» **WHAT TO DO**
Take the entries below and return them unchanged.

» **EXTRACTED ENTRIES**
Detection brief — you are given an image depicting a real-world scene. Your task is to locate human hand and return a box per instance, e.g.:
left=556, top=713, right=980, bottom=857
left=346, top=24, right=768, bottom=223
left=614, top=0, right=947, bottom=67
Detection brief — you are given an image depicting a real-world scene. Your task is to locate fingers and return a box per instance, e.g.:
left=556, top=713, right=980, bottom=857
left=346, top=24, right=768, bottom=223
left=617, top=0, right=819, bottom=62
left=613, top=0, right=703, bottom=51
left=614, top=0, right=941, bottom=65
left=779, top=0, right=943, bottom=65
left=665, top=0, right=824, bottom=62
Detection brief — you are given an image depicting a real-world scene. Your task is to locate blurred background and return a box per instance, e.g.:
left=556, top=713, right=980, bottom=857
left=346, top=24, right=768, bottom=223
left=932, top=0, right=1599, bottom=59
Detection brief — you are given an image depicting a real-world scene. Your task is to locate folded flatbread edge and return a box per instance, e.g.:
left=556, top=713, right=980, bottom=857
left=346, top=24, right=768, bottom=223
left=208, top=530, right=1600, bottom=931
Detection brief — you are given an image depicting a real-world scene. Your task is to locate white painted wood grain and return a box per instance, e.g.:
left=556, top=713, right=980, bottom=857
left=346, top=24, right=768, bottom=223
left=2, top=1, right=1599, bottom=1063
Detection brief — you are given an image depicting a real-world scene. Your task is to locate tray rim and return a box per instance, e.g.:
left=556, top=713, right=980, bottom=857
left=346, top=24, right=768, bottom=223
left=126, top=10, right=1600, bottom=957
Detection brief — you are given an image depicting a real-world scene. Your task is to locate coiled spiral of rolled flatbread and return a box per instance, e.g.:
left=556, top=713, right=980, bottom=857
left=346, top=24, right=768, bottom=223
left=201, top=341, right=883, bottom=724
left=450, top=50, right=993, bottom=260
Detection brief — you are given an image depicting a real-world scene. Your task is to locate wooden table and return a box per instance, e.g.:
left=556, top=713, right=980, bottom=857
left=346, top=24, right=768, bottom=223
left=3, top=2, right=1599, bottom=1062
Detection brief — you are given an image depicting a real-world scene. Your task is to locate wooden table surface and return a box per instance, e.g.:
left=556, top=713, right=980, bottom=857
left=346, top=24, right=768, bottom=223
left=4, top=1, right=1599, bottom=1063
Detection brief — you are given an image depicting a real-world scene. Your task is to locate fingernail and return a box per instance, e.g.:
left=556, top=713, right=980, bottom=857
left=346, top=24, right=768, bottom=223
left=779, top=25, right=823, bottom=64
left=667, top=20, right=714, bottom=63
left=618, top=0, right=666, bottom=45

» **OUTPUT FOR THIS EXERCISE**
Detection brief — you are given an image depicting a real-world scene. Your task is to locate human hand and return a box per instance, e.g.:
left=556, top=713, right=980, bottom=857
left=346, top=24, right=768, bottom=223
left=614, top=0, right=947, bottom=67
Detection brief — you are given an image depicting a real-world scene. Your task is to locate fingers and return a box per instance, e.g.:
left=556, top=713, right=980, bottom=857
left=346, top=24, right=768, bottom=223
left=617, top=0, right=819, bottom=62
left=613, top=0, right=703, bottom=51
left=614, top=0, right=941, bottom=65
left=779, top=0, right=943, bottom=65
left=665, top=0, right=824, bottom=62
Detection brief — you are given an image depicting a real-world scene. Your task is to locate blurred background and return a box per instance, e.g.:
left=556, top=713, right=980, bottom=857
left=346, top=24, right=768, bottom=223
left=932, top=0, right=1599, bottom=59
Detection brief — you are given an image depicting a real-world scene. Your task is to locate folded flatbread edge and return a box per instance, e.g.:
left=556, top=713, right=980, bottom=857
left=346, top=24, right=768, bottom=223
left=208, top=530, right=1600, bottom=931
Detection brief — you are given an image depicting a real-world scene. Your task is to locate white painted wood grain and return a box per instance, e.g.:
left=556, top=713, right=980, bottom=857
left=346, top=24, right=768, bottom=223
left=2, top=1, right=1599, bottom=1063
Detection brief — you are given an image depicting a real-world scene. Your task is to locate tray rim and return a box per instance, e.g.:
left=556, top=713, right=980, bottom=857
left=346, top=24, right=768, bottom=223
left=126, top=10, right=1600, bottom=957
Detection brief — you are given an image depicting a real-world scene. Your task is to locate coiled spiral of rolled flatbread and return a box per instance, e.g.:
left=556, top=713, right=980, bottom=857
left=346, top=24, right=768, bottom=223
left=201, top=341, right=883, bottom=724
left=450, top=50, right=993, bottom=260
Detection brief — you are given an image depicting a real-world scene. Your task is to locate wooden table and return a box per instance, e.g.:
left=556, top=713, right=980, bottom=857
left=346, top=24, right=768, bottom=223
left=3, top=2, right=1599, bottom=1062
Detection brief — you are given an image depicting a real-world scene. Your task is to locate wooden table surface and return a box per instance, e.g.:
left=556, top=713, right=980, bottom=857
left=346, top=24, right=768, bottom=223
left=4, top=1, right=1599, bottom=1063
Detection brief — you are given an image depicting a real-world scene. Your task is to locate fingernail and return a box per instance, e.g.:
left=556, top=713, right=980, bottom=857
left=346, top=24, right=768, bottom=223
left=779, top=25, right=823, bottom=64
left=667, top=20, right=714, bottom=63
left=618, top=0, right=666, bottom=45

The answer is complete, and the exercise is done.